INFRASTRUCTURE AS KEYWORD
by Aruni Areti
Keywords: infrastructure, engineering, metaphors, social determinants of health, inequality, policy, social network, material environments, causal relationship, syndemic
ABSTRACT
Infrastructure is often defined as the physical and organizational structures, facilities, and agencies (e.g. buildings, roads, power supplies) that are required in order to upstart and manage a society or enterprise. The American College of Physicians establish that within healthcare, infrastructure is made up of the physical environment, workforce, technology and information systems, and agencies that assess and respond to public health needs (Kline 2012). Under this model, infrastructure serves as the medium in which healthcare is developed and delivered. Moreover, public health scholars have established infrastructure as a foundational pillar for promoting improved standards of care and wellbeing for all patients.
Research has found a causal relationship between infrastructure development and mitigation of social determinants of health; however, there is a lack of understanding on how this is enacted (Bajar and Rajeev 2016). Such casual associations become detrimental as they oversimplify methods of improving health equity. In which case, infrastructure becomes a misguided metaphor that assumes social life can be simply treated as an engineering problem.

Exercise requirements:
- 1) Write out everything from "Research has found" down to "an engineering problem." in the infrastructure abstract, replacing "metaphor" with "framework".
- 2) Extend the infrastructure abstract with the next part, picking up after its final sentence.

(Text-to-region grounding data)
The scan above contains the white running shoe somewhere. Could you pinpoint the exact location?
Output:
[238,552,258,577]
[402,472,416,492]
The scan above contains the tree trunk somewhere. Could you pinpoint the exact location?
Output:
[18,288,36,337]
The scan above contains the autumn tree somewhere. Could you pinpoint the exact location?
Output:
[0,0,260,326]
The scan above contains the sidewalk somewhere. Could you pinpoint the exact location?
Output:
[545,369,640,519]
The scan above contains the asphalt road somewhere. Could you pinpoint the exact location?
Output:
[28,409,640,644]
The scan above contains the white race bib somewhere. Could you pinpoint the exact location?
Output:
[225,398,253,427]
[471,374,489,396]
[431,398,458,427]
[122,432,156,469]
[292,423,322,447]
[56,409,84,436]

Task responses:
- 1)
Research has found a causal relationship between infrastructure development and mitigation of social determinants of health; however, there is a lack of understanding on how this is enacted (Bajar and Rajeev 2016). Such casual associations become detrimental as they oversimplify methods of improving health equity. In which case, infrastructure becomes a misguided framework that assumes social life can be simply treated as an engineering problem.

- 2)
Barriers to health (i.e. trust & access) are directly related to several aspects of one's life (i.e. education & income), but each one needs to be considered differently because their impact on people's lives are differently manifested. There is no linear path as to how an issue comes up and is addressed (Weinstein et al. 2017). Therefore, it is imperative that research studies how social networks within a material environment work together to influence the effects of social determinants of health & structural inequalities (Latham and Layton 2019). Rather than statically measuring the components of an infrastructure model, research requires a dynamic approach to investigating how infrastructure policies affect growth and inequality within a specific community.
The literature review analyzes why scholars must shift their attention to studying the social experiences within a built environment in order to establish a syndemic approach to health inequality. This approach requires critiquing conventional measures of infrastructure development within policies and previous public health literature and promoting a holistic understanding of how both structural and social networks interact with biological conditions.